PROBLEM DESCRIPTION -> Rewrite every row below, putting "dot" wherever "marker" appears and leaving everything else unchanged.

DATA LINES ->

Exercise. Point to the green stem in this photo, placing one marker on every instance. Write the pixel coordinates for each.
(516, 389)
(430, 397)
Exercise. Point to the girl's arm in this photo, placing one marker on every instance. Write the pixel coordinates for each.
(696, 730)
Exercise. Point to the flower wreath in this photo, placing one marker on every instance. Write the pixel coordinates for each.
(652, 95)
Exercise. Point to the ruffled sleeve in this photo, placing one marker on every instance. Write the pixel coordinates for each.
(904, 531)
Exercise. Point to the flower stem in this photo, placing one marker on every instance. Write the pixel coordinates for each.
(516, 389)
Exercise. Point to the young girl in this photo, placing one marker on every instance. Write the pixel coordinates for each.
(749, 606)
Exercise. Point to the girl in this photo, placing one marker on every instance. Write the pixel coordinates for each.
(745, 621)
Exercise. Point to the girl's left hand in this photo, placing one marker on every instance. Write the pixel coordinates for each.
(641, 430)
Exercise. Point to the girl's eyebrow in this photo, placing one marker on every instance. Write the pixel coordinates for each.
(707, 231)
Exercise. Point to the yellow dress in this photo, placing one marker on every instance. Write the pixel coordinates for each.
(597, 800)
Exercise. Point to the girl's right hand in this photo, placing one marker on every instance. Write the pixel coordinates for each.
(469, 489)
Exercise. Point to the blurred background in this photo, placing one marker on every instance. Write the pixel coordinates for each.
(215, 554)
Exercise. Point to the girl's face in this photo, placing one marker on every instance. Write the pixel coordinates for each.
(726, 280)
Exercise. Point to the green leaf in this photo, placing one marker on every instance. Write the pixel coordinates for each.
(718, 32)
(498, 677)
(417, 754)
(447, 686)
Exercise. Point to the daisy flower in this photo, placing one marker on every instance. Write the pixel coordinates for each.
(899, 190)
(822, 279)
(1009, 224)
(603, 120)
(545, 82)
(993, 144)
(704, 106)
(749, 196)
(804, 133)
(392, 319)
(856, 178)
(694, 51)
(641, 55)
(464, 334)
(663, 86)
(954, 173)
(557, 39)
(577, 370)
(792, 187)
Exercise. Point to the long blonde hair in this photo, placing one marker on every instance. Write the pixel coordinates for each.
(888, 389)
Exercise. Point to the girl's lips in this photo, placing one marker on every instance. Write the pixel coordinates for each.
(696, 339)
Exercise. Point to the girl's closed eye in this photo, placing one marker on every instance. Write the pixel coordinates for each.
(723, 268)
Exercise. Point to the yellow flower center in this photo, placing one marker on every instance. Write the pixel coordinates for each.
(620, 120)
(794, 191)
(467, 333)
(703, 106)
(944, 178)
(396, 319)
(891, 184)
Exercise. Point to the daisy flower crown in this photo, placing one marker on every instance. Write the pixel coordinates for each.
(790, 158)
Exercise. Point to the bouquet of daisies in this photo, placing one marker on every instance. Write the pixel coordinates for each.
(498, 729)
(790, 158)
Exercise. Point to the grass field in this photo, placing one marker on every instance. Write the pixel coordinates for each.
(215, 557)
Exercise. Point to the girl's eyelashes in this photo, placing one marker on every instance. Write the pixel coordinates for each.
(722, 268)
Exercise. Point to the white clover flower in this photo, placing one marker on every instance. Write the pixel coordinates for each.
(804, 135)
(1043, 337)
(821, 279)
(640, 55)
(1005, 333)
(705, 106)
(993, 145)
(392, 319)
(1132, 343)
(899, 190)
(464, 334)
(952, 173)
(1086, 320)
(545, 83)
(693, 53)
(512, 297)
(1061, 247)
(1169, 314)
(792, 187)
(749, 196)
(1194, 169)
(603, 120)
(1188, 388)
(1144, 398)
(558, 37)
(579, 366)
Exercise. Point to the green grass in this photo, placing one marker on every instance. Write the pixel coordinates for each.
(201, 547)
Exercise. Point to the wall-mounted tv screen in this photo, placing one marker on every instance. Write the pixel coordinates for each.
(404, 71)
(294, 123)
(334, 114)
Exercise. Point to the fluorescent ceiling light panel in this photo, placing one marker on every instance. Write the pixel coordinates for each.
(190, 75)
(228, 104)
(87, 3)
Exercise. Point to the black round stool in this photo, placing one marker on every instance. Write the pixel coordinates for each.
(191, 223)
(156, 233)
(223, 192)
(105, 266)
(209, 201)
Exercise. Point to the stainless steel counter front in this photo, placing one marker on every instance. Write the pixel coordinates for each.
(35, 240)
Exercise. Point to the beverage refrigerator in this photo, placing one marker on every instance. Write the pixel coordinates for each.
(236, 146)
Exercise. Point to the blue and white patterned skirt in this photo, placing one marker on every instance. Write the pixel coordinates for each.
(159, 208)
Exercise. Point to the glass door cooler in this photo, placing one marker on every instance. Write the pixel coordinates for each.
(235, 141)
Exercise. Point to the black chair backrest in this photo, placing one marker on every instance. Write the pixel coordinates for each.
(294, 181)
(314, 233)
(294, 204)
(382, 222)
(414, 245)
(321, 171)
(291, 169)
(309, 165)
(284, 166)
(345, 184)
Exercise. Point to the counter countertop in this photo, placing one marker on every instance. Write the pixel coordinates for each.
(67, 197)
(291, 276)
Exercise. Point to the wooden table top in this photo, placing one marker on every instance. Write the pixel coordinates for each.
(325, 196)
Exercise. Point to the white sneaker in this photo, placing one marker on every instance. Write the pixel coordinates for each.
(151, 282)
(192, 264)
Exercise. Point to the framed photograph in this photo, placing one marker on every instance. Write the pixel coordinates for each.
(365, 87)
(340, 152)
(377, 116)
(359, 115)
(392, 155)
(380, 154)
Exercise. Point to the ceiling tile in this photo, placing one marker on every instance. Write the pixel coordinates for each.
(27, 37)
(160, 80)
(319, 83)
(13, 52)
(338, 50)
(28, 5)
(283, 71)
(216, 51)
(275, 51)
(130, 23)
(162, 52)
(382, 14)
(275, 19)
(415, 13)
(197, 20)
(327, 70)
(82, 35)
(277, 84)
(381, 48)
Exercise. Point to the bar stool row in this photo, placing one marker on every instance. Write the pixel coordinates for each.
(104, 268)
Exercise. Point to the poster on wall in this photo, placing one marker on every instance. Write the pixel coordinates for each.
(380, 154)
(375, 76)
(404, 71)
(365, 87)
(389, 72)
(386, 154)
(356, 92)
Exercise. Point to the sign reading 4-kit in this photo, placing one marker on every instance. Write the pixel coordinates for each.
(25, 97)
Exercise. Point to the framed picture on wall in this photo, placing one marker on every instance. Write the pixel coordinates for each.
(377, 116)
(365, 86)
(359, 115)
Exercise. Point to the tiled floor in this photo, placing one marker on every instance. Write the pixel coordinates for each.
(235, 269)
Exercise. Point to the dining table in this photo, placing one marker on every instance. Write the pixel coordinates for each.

RESPONSE BELOW ->
Exercise. Point to the green stem in this photo, placing one dot on every instance. Write the pixel coordinates for each.
(516, 389)
(430, 397)
Exercise. Point to the girl's arm in this photo, placing one dot on every instance. Write the pixel coordinates for each.
(696, 730)
Exercise. Point to the flower wreath in this photo, placing one dot on every instance. Write the pixel coordinates for each.
(652, 95)
Exercise. Point to the ruffled sleeve in this photo, placing one dot on every instance. Write the pixel coordinates for each.
(904, 531)
Exercise. Point to the flower stem in this photo, placing one dot on every instance. Write the pixel coordinates for each.
(516, 389)
Exercise. Point to the young girl in this photo, placing one dot on every instance. Write the pixel coordinates for each.
(749, 606)
Exercise. Point to the girl in this photo, placing one dot on every instance. Write the pixel coordinates for each.
(745, 621)
Exercise. Point to the girl's left hand in this photo, placing one dot on every instance. Write the pixel coordinates for each.
(641, 430)
Exercise. Point to the girl's eyebrow in this photo, placing one dot on every instance. Write the pixel coordinates for each.
(707, 231)
Exercise. Point to the yellow dress in this photo, placing one dot on every instance. Write the pixel coordinates for each.
(597, 800)
Exercise. Point to the girl's right hand in this photo, placing one dot on every instance. Write the pixel coordinates for each.
(469, 489)
Exercise. Point to the blurred background in this photo, placing one dot on every instance. Write the pixel coordinates for each.
(215, 554)
Exercise. Point to the girl's face in this photo, placing one dot on every instance. Write the pixel coordinates for each.
(726, 280)
Exercise. Point to the green leaf in this photo, placing one dot on every instance. Write the pixel coordinates for each.
(718, 32)
(498, 677)
(417, 754)
(447, 686)
Exercise. Point to the daisy flower in this photo, placing one dot on every instance. Write the pixel coordinates for each.
(899, 190)
(822, 279)
(1009, 224)
(603, 120)
(545, 82)
(993, 144)
(704, 106)
(749, 196)
(804, 133)
(392, 319)
(856, 178)
(694, 51)
(641, 55)
(464, 334)
(663, 86)
(954, 173)
(557, 39)
(577, 370)
(792, 187)
Exercise. Point to the long blonde hair in this photo, placing one dot on every instance. Write the pixel coordinates for each.
(888, 389)
Exercise. Point to the girl's lips in this photo, placing one dot on every instance. Write the pixel coordinates for each.
(696, 339)
Exercise. Point to the girl's closed eye in this photo, placing one dot on every instance. Write the pixel coordinates for each.
(723, 268)
Exercise. Point to the yellow flower center in this photo, placing one dot on every instance. Write the pixel coordinates for each.
(620, 120)
(794, 191)
(467, 333)
(703, 106)
(944, 178)
(396, 319)
(891, 184)
Exercise. Point to the daisy flower crown in this photo, placing one dot on every instance. Write the pixel coordinates for each.
(790, 158)
Exercise. Point to the bouquet of daisies in this photo, placing one dot on every instance. Write the pixel coordinates for each.
(498, 729)
(790, 158)
Exercise. Point to the grass field in this photo, placing one dot on every instance. Write the pixel coordinates for each.
(215, 557)
Exercise. Point to the girl's eyelashes in this photo, placing one dot on every instance. Write the pixel coordinates for each.
(722, 268)
Exercise. Point to the white clover flower in this photo, placing one dot on every instance. Write the pixel coordinates for each.
(804, 135)
(1043, 337)
(821, 279)
(640, 55)
(1005, 333)
(705, 106)
(993, 145)
(392, 319)
(1132, 343)
(899, 190)
(464, 334)
(952, 173)
(1086, 320)
(545, 83)
(693, 53)
(512, 297)
(1061, 247)
(1169, 314)
(792, 187)
(749, 196)
(1194, 169)
(603, 120)
(1188, 388)
(1144, 398)
(558, 37)
(579, 366)
Exercise. Point to the green grass in this photo, placing one dot on every instance. Write the pixel coordinates for each.
(201, 547)
Exercise. Point to the wall-mounted tv screen in this photo, placing one dot on every instance. Write the pixel coordinates for each.
(404, 71)
(294, 123)
(334, 114)
Exercise. Point to the fluorescent ceiling light panel in this photo, placing one dot on every instance. Write the pixel coordinates for each.
(190, 75)
(228, 104)
(87, 3)
Exercise. Point to the black round stool in this photo, placing one dot on every instance. Write the pixel coordinates for each.
(191, 223)
(156, 233)
(223, 192)
(105, 266)
(209, 201)
Exercise. Point to the stainless steel counter front in this photo, placing one dot on every instance. Write the pixel coordinates for each.
(35, 240)
Exercise. Point to the beverage refrigerator in this photo, placing one dot on every instance. Write the pixel coordinates for each.
(236, 146)
Exercise. Point to the blue and white patterned skirt in this photo, placing one dot on every instance. Write the pixel coordinates for each.
(159, 208)
Exercise. Point to the glass door cooler in this photo, placing one dot on every instance. Write the pixel coordinates for each.
(235, 141)
Exercise. Point to the black chair backrest in this photo, placing one dot on every instance. Write the pixel coordinates for each.
(294, 181)
(314, 233)
(294, 204)
(382, 222)
(414, 245)
(321, 171)
(291, 169)
(309, 165)
(284, 166)
(345, 184)
Exercise. Point to the counter countertop in this photo, placing one dot on every instance. Write the pixel coordinates for each.
(67, 197)
(291, 276)
Exercise. Point to the wooden table top in this photo, placing one dot on every instance. Write the pixel coordinates for each.
(325, 196)
Exercise. Point to the white sneaker in this photo, placing one dot on every instance. Write the pixel coordinates for each.
(151, 282)
(192, 264)
Exercise. Point to the framed photograph in this photo, placing one dot on every instance. Write the pixel coordinates for each.
(365, 87)
(340, 152)
(377, 116)
(359, 115)
(392, 155)
(380, 154)
Exercise. Point to the ceiling tile in this photo, placing one dot on every instance. Write the pixel coordinates for each.
(27, 37)
(160, 80)
(319, 83)
(13, 52)
(338, 50)
(28, 5)
(283, 71)
(216, 51)
(275, 51)
(130, 23)
(162, 52)
(382, 14)
(275, 19)
(415, 13)
(197, 20)
(327, 70)
(82, 35)
(277, 84)
(381, 48)
Exercise. Point to the bar stool row in this photo, placing one dot on every instance. Write the pixel coordinates for each.
(104, 268)
Exercise. Point to the poster on wall in this photo, placing one dot on every instance. Write the pixel coordinates for each.
(380, 154)
(375, 76)
(404, 71)
(365, 87)
(389, 72)
(386, 154)
(356, 92)
Exercise. Point to the sign reading 4-kit in this photo, placing one dot on every instance. Write the pixel coordinates for each.
(25, 97)
Exercise. Point to the framed picture on wall in this photo, placing one dot on every instance. Write the pixel coordinates for each.
(377, 116)
(365, 86)
(359, 115)
Exercise. Point to the tiled floor in this photo, placing one dot on every instance. Write the pixel coordinates for each.
(235, 269)
Exercise. Point to the dining table in this photo, placing one dot on every instance. Write the pixel coordinates for each.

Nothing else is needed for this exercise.